Prompt
Answer these questions from the post below, titled "The year that was":
1. Which audiobook did the writer's mom recommend?
2. Which library app did the writer activate an account with?
3. Who suggested putting on classical or piano music at the start of the day?

Extract to read

The year that was

2024 had bright spots as well as challenges…and for me, it was the year that i remembered who I am and what I love. I credit all of you with spurring me on to go back to the things that make me, me. Your comments, your suggestions, the ways in which you live your lives – all of the things I love about all of you – reminded me that yes, these were things (well, many of them) that I used to love, too.

Reading This is probably the most striking change. Friends, this was the year that I rediscovered just how much I love to read. I always thought of myself as a reader, but it fell off of my priority list, replaced by work (of course), reading and/or listening to the news, and other forms of media-related and non-media related distraction. I will have a post coming up devoted to reading, books, and my love for Libby, but suffice to say that all of the library lovers in my virtual world finally changed my mind. I activated my Libby account (I had a library card already, yay). I started looking through the books they offered. And then – the event that changed everything? (This is so random, seriously…) My mom said how much she loved the audiobook version of The Dutch House, and when I said I’d never read it, she suggested I give it a try. Friends, it changed my life. I always thought that audiobooks were Not For Me. Turns out, I was listening to the wrong audiobooks. (This perspective was also likely influenced by childhood memories of listening to a CD and/or taped version of Just So Stories, a book I find Just So Annoying, in a car trip with lifelong friends years ago.)

I loved it. And I learned that with audiobooks, I could focus on the story while doing mindless tasks. I don’t need to focus on swiffering the floor, I can listen to Tom Hanks, or Meryl Streep, read me a story. This was mindblowing. I now have a very long Want to Read tag in Libby. I have a long list of books I’ve borrowed (with some DNFs). I’ve largely stopped spending money on books (JD Robb books being the exception – Engie, we are soulmates there). I’m saving money, I’ve read more books in the past year than I thought possible, AND it’s had a positive influence on my relationship with my parents and others.

More on this in another post, but wow. What a difference it makes to start my day with an audiobook, not the headlines.

Music

I thought that listening to music was something I’d left behind when cars stopped having tape decks. Yes, I’m old. I often listen to sports radio on my way to work. It’s a short trip, it’s low (or no) stakes, plus I like sports! But a month or so ago (maybe 2?) my therapist suggested putting on classical music, or piano music (both of which I love) while I am starting my day. I scoffed (gosh, that’s a great word) but agreed to try it. Friends, it was another game changer. Some mornings, I put on George Winston and friends (thank you, Apple music). Some mornings, it’s the Highwomen, or The Chicks (if I’m feeling rebellious, ha). I sometimes put on music in the evenings, but often I just want silence. And that’s okay, too.

Data block
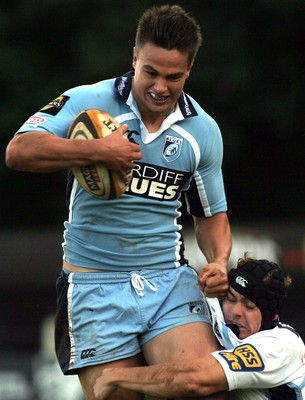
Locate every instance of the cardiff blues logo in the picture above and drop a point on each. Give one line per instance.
(172, 148)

Written response
1. The Dutch House
2. Libby
3. The writer's therapist